#### EXTRACTED DATA

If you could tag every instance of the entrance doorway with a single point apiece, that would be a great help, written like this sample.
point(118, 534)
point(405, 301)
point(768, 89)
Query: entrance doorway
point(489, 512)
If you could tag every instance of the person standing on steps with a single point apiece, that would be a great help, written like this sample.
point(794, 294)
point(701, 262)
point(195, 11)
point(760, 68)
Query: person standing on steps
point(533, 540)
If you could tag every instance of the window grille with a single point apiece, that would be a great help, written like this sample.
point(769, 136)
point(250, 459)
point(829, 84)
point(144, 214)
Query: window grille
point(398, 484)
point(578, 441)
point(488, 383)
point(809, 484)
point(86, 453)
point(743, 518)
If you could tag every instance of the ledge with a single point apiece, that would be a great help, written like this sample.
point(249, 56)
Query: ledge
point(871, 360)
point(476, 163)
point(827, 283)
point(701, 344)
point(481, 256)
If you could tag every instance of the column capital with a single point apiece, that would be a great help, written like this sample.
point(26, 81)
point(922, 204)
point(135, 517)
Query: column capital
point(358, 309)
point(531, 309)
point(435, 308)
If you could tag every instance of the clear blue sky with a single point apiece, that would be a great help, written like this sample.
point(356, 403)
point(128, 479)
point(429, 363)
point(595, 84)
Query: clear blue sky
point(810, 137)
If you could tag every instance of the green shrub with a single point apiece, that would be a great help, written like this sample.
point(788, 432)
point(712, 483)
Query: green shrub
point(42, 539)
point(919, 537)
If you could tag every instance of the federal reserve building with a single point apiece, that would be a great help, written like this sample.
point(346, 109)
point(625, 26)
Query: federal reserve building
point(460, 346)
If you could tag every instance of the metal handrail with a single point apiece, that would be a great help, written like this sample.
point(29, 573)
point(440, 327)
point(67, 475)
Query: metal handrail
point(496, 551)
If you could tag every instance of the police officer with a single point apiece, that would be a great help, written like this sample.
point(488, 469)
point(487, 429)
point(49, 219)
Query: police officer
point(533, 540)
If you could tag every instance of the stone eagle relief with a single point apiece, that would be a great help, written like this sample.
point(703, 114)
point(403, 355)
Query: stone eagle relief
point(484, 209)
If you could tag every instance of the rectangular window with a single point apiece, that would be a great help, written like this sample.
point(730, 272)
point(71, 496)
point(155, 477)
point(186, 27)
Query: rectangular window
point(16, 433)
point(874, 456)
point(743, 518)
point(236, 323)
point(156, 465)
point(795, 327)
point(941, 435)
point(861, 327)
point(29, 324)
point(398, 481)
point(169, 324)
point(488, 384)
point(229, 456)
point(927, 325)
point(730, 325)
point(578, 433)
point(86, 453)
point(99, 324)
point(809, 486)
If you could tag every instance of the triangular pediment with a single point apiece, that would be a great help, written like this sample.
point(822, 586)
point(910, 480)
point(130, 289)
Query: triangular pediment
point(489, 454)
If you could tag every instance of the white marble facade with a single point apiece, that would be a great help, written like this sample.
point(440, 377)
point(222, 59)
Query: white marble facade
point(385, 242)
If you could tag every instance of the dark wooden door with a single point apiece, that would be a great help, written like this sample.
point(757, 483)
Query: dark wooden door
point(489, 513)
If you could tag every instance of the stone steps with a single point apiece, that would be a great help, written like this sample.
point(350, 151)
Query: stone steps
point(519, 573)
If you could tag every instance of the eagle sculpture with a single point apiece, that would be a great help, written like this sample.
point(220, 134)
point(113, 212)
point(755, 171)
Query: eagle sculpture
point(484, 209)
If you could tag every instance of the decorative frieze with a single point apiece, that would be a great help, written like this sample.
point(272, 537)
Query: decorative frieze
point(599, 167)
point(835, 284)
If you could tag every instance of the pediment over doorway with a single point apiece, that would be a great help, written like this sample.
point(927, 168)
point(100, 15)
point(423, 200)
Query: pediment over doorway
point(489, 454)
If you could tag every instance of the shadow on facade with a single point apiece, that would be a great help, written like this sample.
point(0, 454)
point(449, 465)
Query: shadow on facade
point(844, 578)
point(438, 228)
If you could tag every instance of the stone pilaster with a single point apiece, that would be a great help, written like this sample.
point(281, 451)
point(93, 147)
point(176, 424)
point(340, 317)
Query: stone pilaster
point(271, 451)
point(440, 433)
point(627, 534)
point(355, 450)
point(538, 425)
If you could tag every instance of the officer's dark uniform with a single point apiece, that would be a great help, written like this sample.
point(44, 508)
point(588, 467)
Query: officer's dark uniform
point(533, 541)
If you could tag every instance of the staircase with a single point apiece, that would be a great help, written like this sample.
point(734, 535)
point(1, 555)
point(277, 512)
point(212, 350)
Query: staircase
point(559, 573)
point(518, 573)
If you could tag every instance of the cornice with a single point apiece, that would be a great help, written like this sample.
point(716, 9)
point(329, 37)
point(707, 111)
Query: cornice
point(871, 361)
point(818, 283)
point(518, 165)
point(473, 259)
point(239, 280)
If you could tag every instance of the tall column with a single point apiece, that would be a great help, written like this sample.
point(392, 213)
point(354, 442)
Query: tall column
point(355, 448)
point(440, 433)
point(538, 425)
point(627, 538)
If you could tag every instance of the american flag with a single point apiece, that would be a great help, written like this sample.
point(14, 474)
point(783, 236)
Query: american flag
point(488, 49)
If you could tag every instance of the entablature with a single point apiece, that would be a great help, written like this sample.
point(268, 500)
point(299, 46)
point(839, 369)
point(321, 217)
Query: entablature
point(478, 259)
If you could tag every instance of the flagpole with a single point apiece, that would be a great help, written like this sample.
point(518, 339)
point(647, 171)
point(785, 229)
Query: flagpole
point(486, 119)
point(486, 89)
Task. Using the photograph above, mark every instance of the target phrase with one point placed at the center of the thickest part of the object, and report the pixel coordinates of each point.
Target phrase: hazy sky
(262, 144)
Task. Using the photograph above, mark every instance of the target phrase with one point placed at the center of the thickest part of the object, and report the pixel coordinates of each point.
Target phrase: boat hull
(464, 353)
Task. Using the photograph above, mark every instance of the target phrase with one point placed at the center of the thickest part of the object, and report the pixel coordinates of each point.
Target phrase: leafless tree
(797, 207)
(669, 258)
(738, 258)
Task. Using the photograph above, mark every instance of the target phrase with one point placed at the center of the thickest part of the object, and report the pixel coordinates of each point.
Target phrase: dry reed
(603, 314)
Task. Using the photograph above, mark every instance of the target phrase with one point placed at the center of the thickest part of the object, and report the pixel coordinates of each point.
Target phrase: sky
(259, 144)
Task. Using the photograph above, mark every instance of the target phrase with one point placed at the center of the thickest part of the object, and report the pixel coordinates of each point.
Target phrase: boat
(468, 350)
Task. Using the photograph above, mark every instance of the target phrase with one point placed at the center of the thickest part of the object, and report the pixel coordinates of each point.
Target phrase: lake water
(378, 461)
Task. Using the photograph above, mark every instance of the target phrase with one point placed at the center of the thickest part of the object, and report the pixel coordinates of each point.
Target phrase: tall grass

#### PROBLEM DESCRIPTION
Reproduce the full set of records precisely.

#### REPLY
If you could tag every instance of the entrance doorway with a single point apiece, that would be a great help, written like this sample.
point(118, 534)
point(405, 301)
point(768, 89)
Query: entrance doorway
point(489, 512)
If you could tag every instance of the person standing on steps with a single point apiece, that would be a great help, written like this sample.
point(794, 294)
point(701, 262)
point(195, 11)
point(760, 68)
Query: person standing on steps
point(533, 540)
If you could tag every instance of the window grille with a single point apiece, that would be a great help, written like this sample.
point(769, 136)
point(250, 459)
point(829, 84)
point(144, 214)
Query: window grille
point(398, 484)
point(578, 441)
point(488, 383)
point(809, 484)
point(86, 453)
point(743, 518)
If you could tag every instance of the ledge with a single point apiece, that would be a great help, written like this sample.
point(249, 56)
Query: ledge
point(871, 360)
point(476, 163)
point(827, 283)
point(701, 344)
point(481, 256)
If you could tag every instance of the column capital with a single point apiece, that would be a great help, written like this sample.
point(26, 81)
point(922, 204)
point(135, 517)
Query: column capital
point(358, 309)
point(531, 309)
point(435, 308)
If you could tag every instance of the clear blue sky with a single point apiece, that would be a great help, written like this sample.
point(356, 403)
point(128, 479)
point(429, 363)
point(595, 84)
Query: clear blue sky
point(810, 137)
If you could tag every instance of the green shrub with a single point apiece, that would be a great help, written like this sample.
point(788, 432)
point(712, 483)
Query: green shrub
point(42, 539)
point(919, 537)
If you could tag every instance of the federal reserve building with a single point apiece, that would be a great help, written like this sample.
point(346, 109)
point(625, 26)
Query: federal reserve building
point(460, 346)
If you could tag every instance of the metal handrail with a single point apiece, that would be a great help, written like this sample.
point(29, 573)
point(440, 327)
point(67, 475)
Query: metal handrail
point(496, 551)
If you could tag every instance of the police officer with a single point apiece, that would be a great help, written like this sample.
point(488, 469)
point(487, 429)
point(49, 219)
Query: police officer
point(533, 540)
If you could tag every instance of the stone eagle relief with a single point apiece, that would be a great help, written like this sample.
point(703, 114)
point(403, 355)
Query: stone eagle relief
point(484, 209)
If you could tag every instance of the rectangular window with a single point apiece, that would be a great help, written like this sample.
point(730, 272)
point(71, 496)
point(155, 477)
point(186, 27)
Query: rectangular window
point(16, 433)
point(874, 456)
point(743, 518)
point(236, 323)
point(156, 465)
point(795, 327)
point(941, 435)
point(861, 327)
point(29, 324)
point(398, 481)
point(169, 324)
point(488, 384)
point(229, 456)
point(927, 325)
point(730, 325)
point(578, 433)
point(86, 453)
point(99, 324)
point(809, 486)
If you could tag every instance of the triangular pediment with a single point apiece, that would be a great help, written like this sample.
point(822, 586)
point(910, 480)
point(130, 289)
Query: triangular pediment
point(489, 454)
If you could tag every instance of the white marble facade with a single point apiece, that would be a great help, written like this sample.
point(440, 377)
point(222, 59)
Query: white marble facade
point(385, 242)
If you could tag every instance of the dark wooden door with a single point apiece, that would be a great help, written like this sample.
point(757, 483)
Query: dark wooden door
point(489, 513)
If you could tag every instance of the stone steps with a single point apiece, that would be a great help, written like this sample.
point(350, 151)
Query: stone steps
point(519, 573)
If you could tag every instance of the eagle sculpture with a single point apiece, that would be a great help, written like this sample.
point(220, 134)
point(113, 212)
point(755, 171)
Query: eagle sculpture
point(484, 209)
If you could tag every instance of the decorative frieze with a single point apiece, that would be a great help, written like this sample.
point(272, 537)
Query: decorative frieze
point(599, 167)
point(835, 284)
If you could tag every instance of the pediment over doorway with a single point apiece, that would be a great help, written like this sample.
point(927, 168)
point(100, 15)
point(423, 200)
Query: pediment over doorway
point(489, 454)
If you could tag every instance of the shadow on facade with a single point apiece, that would be a great help, written like this sample.
point(0, 454)
point(449, 465)
Query: shadow on facade
point(844, 578)
point(438, 228)
If you could tag every instance of the stone pilaster with a single point apiece, that would be a great help, written like this sample.
point(281, 451)
point(93, 147)
point(176, 424)
point(340, 317)
Query: stone pilaster
point(271, 451)
point(440, 433)
point(627, 534)
point(355, 450)
point(538, 425)
If you could tag every instance of the officer's dark uniform with a single point apiece, that would be a great help, written like this sample.
point(44, 508)
point(588, 467)
Query: officer's dark uniform
point(533, 541)
If you could tag every instance of the staircase with a single point apiece, that would be a great help, written like this sample.
point(734, 535)
point(1, 555)
point(277, 512)
point(212, 350)
Query: staircase
point(559, 573)
point(518, 573)
If you could tag every instance of the cornice with a single point apiece, that would be a great help, written like this sample.
point(716, 9)
point(329, 37)
point(707, 111)
Query: cornice
point(871, 361)
point(818, 283)
point(518, 165)
point(473, 259)
point(239, 280)
If you could tag every instance of the tall column with a single point apiece, that would be a great help, written like this sample.
point(392, 213)
point(354, 442)
Query: tall column
point(355, 448)
point(440, 433)
point(538, 425)
point(627, 538)
If you could tag every instance of the american flag with a single point apiece, that would be a great help, written like this sample.
point(14, 474)
point(783, 236)
Query: american flag
point(488, 49)
If you could tag every instance of the entablature with a single point apiece, that would be a great help, written like this sample.
point(268, 500)
point(299, 46)
point(839, 369)
point(321, 217)
Query: entablature
point(478, 259)
If you could tag every instance of the flagpole with a single point apiece, that would be a great help, written like this sample.
point(518, 339)
point(647, 171)
point(785, 229)
Query: flagpole
point(486, 119)
point(486, 89)
Task. Using the photograph above, mark every instance of the target phrase with one point placed at the center of the thickest part of the object, and report the pixel coordinates of each point.
Target phrase: hazy sky
(262, 144)
Task. Using the photograph above, mark every instance of the target phrase with one point placed at the center of the thickest part of the object, and report the pixel coordinates of each point.
Target phrase: boat hull
(464, 353)
Task. Using the photograph above, mark every instance of the target phrase with one point placed at the center of the thickest part of the object, and report the pixel coordinates of each point.
Target phrase: leafless tree
(797, 207)
(669, 258)
(738, 258)
Task. Using the photograph above, mark every instance of the target phrase with one point placed at the center of the thickest part of the object, and report the pixel coordinates of each point.
Target phrase: dry reed
(603, 314)
Task. Using the photograph above, mark every instance of the target phrase with one point placed at the center of the thickest part of the object, and report the pixel coordinates of each point.
Target phrase: sky
(259, 144)
Task. Using the photograph above, mark every instance of the target phrase with one point placed at the center of the thickest part of the object, and report the pixel coordinates of each point.
Target phrase: boat
(468, 350)
Task. Using the photograph above, mark every instance of the target phrase with one point placed at the center of the thickest part of the object, and report the pixel coordinates of each point.
Target phrase: lake water
(378, 461)
Task. Using the photograph above, mark every instance of the target phrase with one point placed at the center of the thickest part of the object, and report the pixel coordinates of each point.
Target phrase: tall grass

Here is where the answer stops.